What to produce
What you return should match every record exactly, with the images removed.

Data supplied
## BEGIN

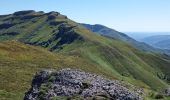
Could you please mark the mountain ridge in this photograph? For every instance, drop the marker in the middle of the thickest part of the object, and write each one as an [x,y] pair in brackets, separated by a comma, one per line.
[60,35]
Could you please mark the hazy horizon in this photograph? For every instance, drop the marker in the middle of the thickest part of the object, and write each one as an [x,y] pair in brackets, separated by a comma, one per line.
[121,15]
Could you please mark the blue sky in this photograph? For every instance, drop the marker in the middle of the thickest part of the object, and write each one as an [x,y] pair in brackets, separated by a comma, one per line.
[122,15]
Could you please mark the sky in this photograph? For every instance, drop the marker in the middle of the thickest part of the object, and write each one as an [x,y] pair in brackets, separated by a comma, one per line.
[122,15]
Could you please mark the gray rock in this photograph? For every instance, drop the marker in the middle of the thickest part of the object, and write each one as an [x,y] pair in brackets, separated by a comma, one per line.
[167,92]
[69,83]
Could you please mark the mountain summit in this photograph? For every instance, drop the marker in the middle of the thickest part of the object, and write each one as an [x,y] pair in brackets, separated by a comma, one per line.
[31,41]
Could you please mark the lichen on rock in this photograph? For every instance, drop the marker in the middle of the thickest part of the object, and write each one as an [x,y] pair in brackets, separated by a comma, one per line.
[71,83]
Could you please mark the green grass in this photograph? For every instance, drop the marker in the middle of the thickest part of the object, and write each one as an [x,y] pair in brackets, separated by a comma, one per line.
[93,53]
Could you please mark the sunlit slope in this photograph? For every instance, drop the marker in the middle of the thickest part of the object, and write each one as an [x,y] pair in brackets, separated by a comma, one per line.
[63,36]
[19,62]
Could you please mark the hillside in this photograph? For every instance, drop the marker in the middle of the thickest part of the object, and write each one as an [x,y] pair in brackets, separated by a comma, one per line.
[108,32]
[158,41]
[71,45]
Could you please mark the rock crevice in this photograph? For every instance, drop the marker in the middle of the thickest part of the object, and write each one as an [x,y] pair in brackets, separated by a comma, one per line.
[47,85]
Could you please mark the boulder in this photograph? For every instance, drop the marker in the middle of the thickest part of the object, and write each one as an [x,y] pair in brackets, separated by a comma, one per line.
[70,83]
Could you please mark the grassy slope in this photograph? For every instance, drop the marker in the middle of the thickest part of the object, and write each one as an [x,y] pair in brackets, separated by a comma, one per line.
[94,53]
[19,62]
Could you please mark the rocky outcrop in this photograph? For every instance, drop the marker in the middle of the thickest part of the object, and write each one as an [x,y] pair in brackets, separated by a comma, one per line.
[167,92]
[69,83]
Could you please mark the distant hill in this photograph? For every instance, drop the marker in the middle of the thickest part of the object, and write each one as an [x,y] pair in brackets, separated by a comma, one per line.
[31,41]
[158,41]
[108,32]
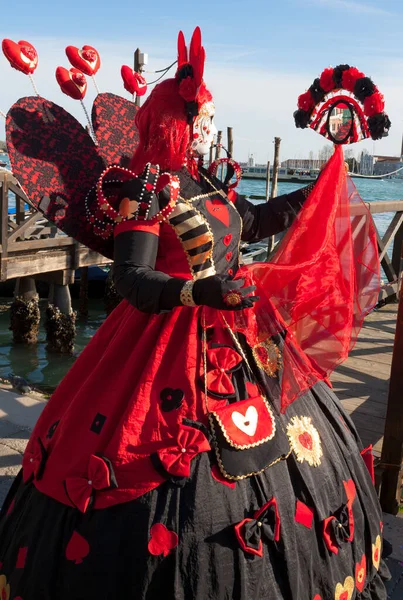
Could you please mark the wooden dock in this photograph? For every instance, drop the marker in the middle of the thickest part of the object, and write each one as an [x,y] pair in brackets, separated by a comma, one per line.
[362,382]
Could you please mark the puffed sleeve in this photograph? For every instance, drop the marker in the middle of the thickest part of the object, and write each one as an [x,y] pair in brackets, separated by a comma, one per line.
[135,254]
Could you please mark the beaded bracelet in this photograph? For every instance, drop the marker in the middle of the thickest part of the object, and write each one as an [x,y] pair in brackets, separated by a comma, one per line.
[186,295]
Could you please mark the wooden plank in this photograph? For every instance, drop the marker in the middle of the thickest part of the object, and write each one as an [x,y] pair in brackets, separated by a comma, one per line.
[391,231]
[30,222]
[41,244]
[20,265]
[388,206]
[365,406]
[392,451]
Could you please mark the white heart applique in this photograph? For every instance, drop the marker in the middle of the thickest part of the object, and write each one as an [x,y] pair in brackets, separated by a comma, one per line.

## END

Answer to the task
Could you please mark the mountain ridge in this photograph? For every instance, drop the marker in the middle of the thickest part of the object, and write each one as an [x,y] pair in brackets, separated by a comma, one per line.
[60,35]
Could you please mark the hazy horizon in this photograph? For every instance, drop the marker in the middle of the thickest part of the object, and write each one as an [x,y] pair in brackets, separated by a comma, one per line.
[121,15]
Could you please mark the blue sky in this photograph? For every instance, drop the marker in the middle of the thickest part of the object, and write each one as an [x,y] pair in brackets, separated by a comma, one per line.
[122,15]
Could you please mark the sky in this photograph? For every instance, drop the marker in the middle of the thickest part of the object, and write each one as an [x,y] pair in brackets, separated by a comma, one per line.
[122,15]
Could you please mark the gray rock in this photograph? For every instance, drop the marker in the middle of the thickest part of the object, and write each one as an [x,y] pair in brackets, separated by a comma, one per line.
[167,92]
[69,83]
Could you please mark the mountain summit in this photograph? For every instance, drop the marker in the middle of the thickest part of the object, and write each one as an [x,y] pair in brackets, separated by a comma, one per line.
[31,41]
Could you please mark the lichen on rock in this photograph? For every instance, drop the marker in the middle of the thickest part of the object, and write each one as an [x,y] pair in brackets, separated by a comma, one per line.
[71,83]
Could you please mark the green grass in this photograph? For every instance, drop the marker in the middle of the thickest part of the object, and write each one as an [x,y] pair in brackets, separated by a comma, one per line.
[93,53]
Could you please mark the sunlit slope in this photograph? For every instance, drop the marker in the middle of the thickest part of the object, and write each one as an [x,y] pair in brackets, separated by a comma, one per line.
[63,36]
[19,62]
Could you please mark the hillside in this photograph? For every instance, drop the marker in the middle of the thickest part of the object, and write each one as an [x,y] pair in brackets, separated by a comma, one per line.
[108,32]
[158,41]
[71,45]
Could you please mark the rock crevice in this photograph? For every instance, drop the marker in the middle of the thickest part of the object, and write each one as an [x,y] pair in brackets, separated by a comma, one per line.
[47,85]
Could you please mark the boulder in this photograph? For every instance, drop the marker in the middle of the thickest part of the object, and write each one as an [x,y] pair in brackets, separated by a comma, one per line.
[70,83]
Could you please mark the grassy slope in this photograph? For every instance, drop the marker in the middle of the thickest part of the object, and write each one as an [x,y] pair in brackets, separated by a comma, one per line.
[94,53]
[19,62]
Could you please mark the rocky outcrop in this photograph? For every instance, drop the marker in the middle of the thickest part of the object, and write each one as an [x,y] pair in brackets, separated by a comma, one per line.
[167,92]
[69,83]
Could you please mark the distant hill in this photograph? For every instance, drop the marker in the middle of the thickest part of the object, and write each one as an [x,y] pair in brackets, separated by a comma, one per line.
[31,41]
[158,41]
[108,32]
Could you please mark the wooden dock in this photograph? For every instance, drop the marker in the middle of the thickest part of the object, and write each one as an [x,y] pair in brackets, separated by a comma, one per line.
[362,382]
Could you please mark the puffed sleeve in this photograph? For every instance, drop the marker in the middle of the thickest part of the object, and write each one as an [x,y] pair in brackets, separated by a comma, one per line.
[135,254]
Could you please mark the beaded bracelet in this photograph? For every instance, drop the marker in the middle of the thickest part of the object, and write each one as an [x,y] pair in brackets, separated by a comma, one per line.
[186,295]
Could you please mark the wooden plank in this photograph? For every instance, drop the marker in the middle of the thickest part of the object, and write each one as an [x,y] pair in brackets, separated by a comma, one per line.
[391,231]
[30,222]
[41,244]
[20,265]
[388,206]
[365,406]
[392,451]
Could you please mark the white heart applique in this photograph? For every instance, drop the marker in the middle of the thickest part of the object, and write each one as an [x,y] pair in brackets, separated by a comma, one per line.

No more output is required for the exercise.